Pointing and labeling entries
● ● ●

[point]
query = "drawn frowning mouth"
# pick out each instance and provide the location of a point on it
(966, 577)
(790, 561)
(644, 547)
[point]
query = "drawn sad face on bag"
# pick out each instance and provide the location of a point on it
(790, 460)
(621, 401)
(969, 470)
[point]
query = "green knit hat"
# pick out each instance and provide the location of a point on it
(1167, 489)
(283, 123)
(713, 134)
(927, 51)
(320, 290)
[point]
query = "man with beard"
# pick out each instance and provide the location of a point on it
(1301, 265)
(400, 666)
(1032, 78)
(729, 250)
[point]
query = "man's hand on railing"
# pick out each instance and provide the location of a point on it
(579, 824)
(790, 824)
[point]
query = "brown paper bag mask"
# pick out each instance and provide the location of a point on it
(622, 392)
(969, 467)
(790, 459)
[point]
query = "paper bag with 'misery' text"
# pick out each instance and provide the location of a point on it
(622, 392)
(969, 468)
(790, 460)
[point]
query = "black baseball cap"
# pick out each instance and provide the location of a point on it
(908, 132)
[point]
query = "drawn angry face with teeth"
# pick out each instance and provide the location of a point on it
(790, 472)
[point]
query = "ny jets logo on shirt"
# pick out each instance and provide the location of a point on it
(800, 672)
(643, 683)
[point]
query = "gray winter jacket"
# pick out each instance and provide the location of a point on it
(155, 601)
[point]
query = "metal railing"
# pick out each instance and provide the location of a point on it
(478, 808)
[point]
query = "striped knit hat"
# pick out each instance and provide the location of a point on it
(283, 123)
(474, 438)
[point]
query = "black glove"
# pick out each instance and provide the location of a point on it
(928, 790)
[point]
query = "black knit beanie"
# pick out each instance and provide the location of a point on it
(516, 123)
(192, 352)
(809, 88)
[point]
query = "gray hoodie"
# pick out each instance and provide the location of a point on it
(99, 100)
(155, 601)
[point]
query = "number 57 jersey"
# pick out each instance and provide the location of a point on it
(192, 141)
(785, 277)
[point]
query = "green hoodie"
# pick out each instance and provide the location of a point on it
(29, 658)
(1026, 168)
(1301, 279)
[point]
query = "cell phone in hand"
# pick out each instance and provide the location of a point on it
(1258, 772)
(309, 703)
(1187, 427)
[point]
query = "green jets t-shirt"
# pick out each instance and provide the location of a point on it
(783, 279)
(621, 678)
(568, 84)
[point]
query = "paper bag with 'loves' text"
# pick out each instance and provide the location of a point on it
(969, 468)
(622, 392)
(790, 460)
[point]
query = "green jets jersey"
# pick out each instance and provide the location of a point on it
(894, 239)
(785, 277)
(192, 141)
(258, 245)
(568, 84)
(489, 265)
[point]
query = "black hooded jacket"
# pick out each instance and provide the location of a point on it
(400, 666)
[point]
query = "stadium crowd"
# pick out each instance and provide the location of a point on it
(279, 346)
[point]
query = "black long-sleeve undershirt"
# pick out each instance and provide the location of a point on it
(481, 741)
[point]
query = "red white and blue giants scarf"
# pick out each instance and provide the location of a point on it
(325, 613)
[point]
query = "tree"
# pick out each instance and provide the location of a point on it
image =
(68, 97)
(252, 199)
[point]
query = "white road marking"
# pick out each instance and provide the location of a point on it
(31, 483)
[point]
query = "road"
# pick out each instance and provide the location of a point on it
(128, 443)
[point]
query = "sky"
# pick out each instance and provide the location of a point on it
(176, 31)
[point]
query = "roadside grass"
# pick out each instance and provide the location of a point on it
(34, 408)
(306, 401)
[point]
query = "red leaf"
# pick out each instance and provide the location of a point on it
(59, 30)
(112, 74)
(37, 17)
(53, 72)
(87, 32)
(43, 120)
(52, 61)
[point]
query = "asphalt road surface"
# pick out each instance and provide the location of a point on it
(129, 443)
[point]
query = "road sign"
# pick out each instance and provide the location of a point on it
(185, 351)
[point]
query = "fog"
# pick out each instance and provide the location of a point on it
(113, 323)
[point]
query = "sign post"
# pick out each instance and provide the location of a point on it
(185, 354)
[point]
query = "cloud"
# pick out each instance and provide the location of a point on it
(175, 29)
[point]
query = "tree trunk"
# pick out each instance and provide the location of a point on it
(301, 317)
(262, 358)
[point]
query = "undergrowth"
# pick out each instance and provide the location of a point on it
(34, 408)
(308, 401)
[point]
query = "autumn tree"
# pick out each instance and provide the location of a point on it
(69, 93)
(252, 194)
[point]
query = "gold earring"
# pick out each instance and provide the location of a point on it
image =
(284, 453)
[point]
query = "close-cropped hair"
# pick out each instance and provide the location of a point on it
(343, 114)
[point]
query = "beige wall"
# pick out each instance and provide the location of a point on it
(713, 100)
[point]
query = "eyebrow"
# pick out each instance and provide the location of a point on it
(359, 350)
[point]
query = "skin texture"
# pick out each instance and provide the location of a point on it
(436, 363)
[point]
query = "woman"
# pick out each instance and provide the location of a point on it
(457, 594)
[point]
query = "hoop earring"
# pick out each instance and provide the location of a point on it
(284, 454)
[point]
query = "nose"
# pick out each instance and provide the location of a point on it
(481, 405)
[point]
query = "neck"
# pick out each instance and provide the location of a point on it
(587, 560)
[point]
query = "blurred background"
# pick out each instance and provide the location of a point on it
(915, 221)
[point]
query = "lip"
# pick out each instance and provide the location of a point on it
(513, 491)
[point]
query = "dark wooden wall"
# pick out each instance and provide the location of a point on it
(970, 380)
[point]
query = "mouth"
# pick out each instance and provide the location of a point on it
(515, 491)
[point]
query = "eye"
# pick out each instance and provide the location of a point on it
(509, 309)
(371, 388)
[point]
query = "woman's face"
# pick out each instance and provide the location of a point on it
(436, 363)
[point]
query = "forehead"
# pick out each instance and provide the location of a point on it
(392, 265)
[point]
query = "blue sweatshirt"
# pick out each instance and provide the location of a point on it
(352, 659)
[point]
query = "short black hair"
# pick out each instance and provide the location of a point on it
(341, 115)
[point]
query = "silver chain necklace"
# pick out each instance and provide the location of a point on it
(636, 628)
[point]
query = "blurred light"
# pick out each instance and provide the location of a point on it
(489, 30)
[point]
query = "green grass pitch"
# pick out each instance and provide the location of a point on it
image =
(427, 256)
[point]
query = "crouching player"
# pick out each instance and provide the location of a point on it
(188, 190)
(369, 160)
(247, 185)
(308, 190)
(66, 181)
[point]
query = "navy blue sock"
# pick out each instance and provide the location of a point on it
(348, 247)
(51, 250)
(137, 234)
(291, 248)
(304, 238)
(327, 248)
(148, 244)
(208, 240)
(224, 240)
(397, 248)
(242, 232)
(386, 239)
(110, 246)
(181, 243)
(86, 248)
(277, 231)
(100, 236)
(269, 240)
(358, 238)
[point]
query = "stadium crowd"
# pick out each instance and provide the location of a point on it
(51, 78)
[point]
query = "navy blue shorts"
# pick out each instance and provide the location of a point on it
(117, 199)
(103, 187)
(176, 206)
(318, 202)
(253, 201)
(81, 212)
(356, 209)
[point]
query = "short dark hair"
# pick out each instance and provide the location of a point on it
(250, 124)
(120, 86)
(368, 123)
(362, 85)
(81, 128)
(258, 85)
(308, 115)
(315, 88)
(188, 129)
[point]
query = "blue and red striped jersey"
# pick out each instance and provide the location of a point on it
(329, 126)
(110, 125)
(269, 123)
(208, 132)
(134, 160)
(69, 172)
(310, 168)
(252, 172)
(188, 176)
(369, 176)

● ● ●

**Exercise details**
Set all of the records down again, exactly as they stand.

**The completed task**
[point]
query = "drawn frowning mouth"
# pick out each instance and provide the location of a point on it
(966, 577)
(790, 561)
(644, 547)
[point]
query = "drawn sad face on bag"
# pick out each instance and provide the location of a point on it
(790, 460)
(621, 401)
(969, 470)
[point]
query = "green knit hat"
# pick out each instance and provide the location of a point on it
(1167, 489)
(283, 123)
(713, 134)
(927, 51)
(320, 290)
[point]
query = "man with beard"
# pick out each instance and provide the location of a point on it
(1301, 265)
(400, 666)
(1032, 78)
(729, 250)
[point]
query = "man's hand on railing"
# pick out each instance and provide the location of a point on it
(579, 824)
(790, 824)
[point]
query = "brown paper bag mask"
# pick out each instance and provide the location of a point on it
(622, 392)
(969, 467)
(790, 459)
[point]
query = "paper bag with 'misery' text"
# pick out each instance and provide the location of a point on it
(622, 392)
(969, 468)
(790, 460)
[point]
query = "black baseball cap"
# pick out each instance and provide the location of a point on it
(908, 132)
[point]
query = "drawn angry face with teeth"
# pick out each instance and provide the location of a point on it
(790, 472)
[point]
query = "ny jets logo on shirt"
# pick out each instance and provide the location of a point on it
(800, 672)
(643, 683)
[point]
query = "gray winter jacket"
# pick out each instance and provide the location of a point on it
(155, 601)
[point]
query = "metal railing"
# pick out each instance and provide the location of a point on it
(478, 808)
[point]
query = "striped knit hat"
# pick out each instance and provide the location of a point on it
(283, 123)
(474, 438)
[point]
query = "black glove"
# pick out each instance and provide the location of a point on it
(928, 790)
[point]
query = "black knit beanie"
# pick out each instance and provide the location of a point on it
(516, 123)
(192, 352)
(809, 88)
[point]
query = "gray hoodie"
# pick out each instance and provide the location of a point on it
(99, 100)
(155, 601)
[point]
query = "number 57 jersey"
# pick out each instance and provide the location of a point on it
(192, 141)
(785, 277)
[point]
query = "green hoodie"
# pick out each instance and provide the location of a point on it
(29, 658)
(1026, 168)
(1301, 279)
[point]
query = "cell phone in hand"
# pick out each instance and provide the location of a point on it
(1258, 772)
(309, 703)
(1187, 427)
[point]
query = "green jets t-shirt"
# pick out each instance and provide the location of a point on it
(783, 279)
(621, 678)
(568, 84)
[point]
query = "paper bag with 'loves' text"
# pick out each instance and provide the location of a point on it
(969, 468)
(622, 392)
(790, 460)
[point]
query = "green jets jersey"
# pick out each instance and provide the location of a point on it
(894, 239)
(785, 277)
(192, 141)
(258, 245)
(568, 84)
(489, 265)
[point]
query = "black hooded jacket"
# pick out each instance and provide the location of a point on it
(400, 666)
[point]
query = "stadium crowd"
# pick out each instance and provide the location of a point on it
(279, 346)
[point]
query = "black long-sleeve undershirt"
# pick out each instance and provide the location of a point on it
(481, 741)
[point]
query = "red white and blue giants scarf"
# pick out each instance and provide the location of a point on it
(325, 613)
[point]
query = "tree"
# pick out each instance and provide the location of a point on it
image =
(68, 97)
(252, 199)
[point]
query = "white road marking"
# pick out each instance and provide the location of a point on it
(31, 483)
[point]
query = "road"
# pick out each instance and provide the location of a point on it
(128, 443)
[point]
query = "sky"
# pick out each instance and provide the location of a point on it
(176, 31)
[point]
query = "roadside grass"
# pick out each instance and provide the location of a point on it
(34, 408)
(306, 401)
[point]
query = "red leaf"
# pick out each instance and provide the location of a point on it
(59, 30)
(112, 74)
(37, 17)
(53, 72)
(87, 32)
(43, 120)
(52, 61)
[point]
query = "asphalt road surface"
# pick out each instance and provide the location of a point on it
(129, 443)
[point]
query = "road sign"
# pick out each instance and provide the location of a point on it
(185, 351)
[point]
query = "fog"
# pick out each instance and provide the location of a point on it
(113, 323)
[point]
query = "sign post"
# pick out each instance and provide the location of a point on it
(185, 354)
[point]
query = "cloud"
# pick out each instance and provide the location of a point on it
(175, 29)
[point]
query = "tree trunk"
# pick out each instance and provide the location of a point on it
(301, 317)
(262, 358)
[point]
query = "undergrowth"
# pick out each instance and provide the location of a point on it
(34, 408)
(308, 401)
[point]
query = "autumn tree"
# pick out each instance and provide the location of a point on it
(69, 93)
(252, 194)
[point]
query = "gold earring"
# pick out each instance and provide the location of a point on it
image =
(284, 453)
[point]
query = "close-cropped hair"
# pick out each instance and provide the location of a point on it
(343, 114)
[point]
query = "beige wall"
# pick out each instance and provide the location of a point on it
(713, 100)
[point]
query = "eyebrow"
# pick out each instance and provide the location of a point on it
(359, 350)
[point]
query = "skin texture"
# pick out each instance and provide the location of a point on it
(436, 363)
[point]
query = "woman"
# pick out each instance and provide the location of a point on it
(457, 594)
[point]
query = "hoop earring"
# pick out each instance and provide the location of a point on it
(284, 454)
[point]
query = "nose"
# pick out each instance and provide the location of a point on it
(481, 405)
[point]
query = "neck"
# pick out each instance and provide the location of a point on it
(587, 560)
[point]
query = "blurred background"
# pick out each instance and provide the location of a point on it
(915, 221)
[point]
query = "lip"
# pick out each instance and provide the location of a point on it
(513, 491)
[point]
query = "dark wooden wall"
# pick out each instance and provide the location of a point on it
(970, 380)
[point]
query = "mouth"
# pick out each instance and provide the location of a point on it
(515, 491)
[point]
query = "eye"
# pick out each instance and provide the location of a point on it
(509, 309)
(371, 388)
[point]
query = "woman's face"
# pick out each instance and provide the location of a point on it
(436, 363)
[point]
query = "forehead"
# pick out each instance and provide the location of a point on it
(392, 265)
[point]
query = "blue sweatshirt"
# pick out each instance and provide the location of a point on it
(352, 659)
[point]
query = "short black hair"
# pick out each instance and provide the location of a point on it
(341, 115)
[point]
query = "silver chain necklace"
# pick out each instance and provide the location of a point on it
(636, 628)
[point]
query = "blurred light"
# pick out each instance and provide the location of a point on it
(489, 30)
[point]
query = "green grass pitch"
# pick out each instance and provide the location of a point on it
image =
(427, 256)
[point]
query = "crouching player"
# pick out each instance and provide the location of a point on it
(188, 190)
(369, 160)
(247, 185)
(308, 190)
(66, 181)
[point]
query = "navy blue sock"
# pick out each instance and provide the location of a point on it
(348, 247)
(51, 250)
(137, 234)
(291, 248)
(304, 238)
(327, 248)
(148, 244)
(208, 240)
(224, 240)
(397, 248)
(242, 232)
(386, 239)
(110, 246)
(181, 243)
(86, 248)
(277, 231)
(100, 236)
(269, 240)
(358, 238)
[point]
query = "stadium crowd"
# pick out each instance and provide the location of a point on it
(51, 78)
[point]
query = "navy blue shorts"
# pick out each instance and provide the location of a point on it
(117, 199)
(103, 187)
(176, 206)
(318, 202)
(253, 201)
(81, 212)
(356, 209)
[point]
query = "short dark hair"
# pick out each instance and provide the location of a point on it
(250, 124)
(120, 86)
(368, 123)
(362, 85)
(81, 128)
(258, 85)
(308, 115)
(315, 88)
(188, 129)
[point]
query = "blue and red striped jersey"
# pick out each instance and provide the location of a point on it
(329, 126)
(110, 125)
(269, 123)
(208, 132)
(134, 160)
(69, 172)
(310, 168)
(252, 172)
(188, 176)
(369, 176)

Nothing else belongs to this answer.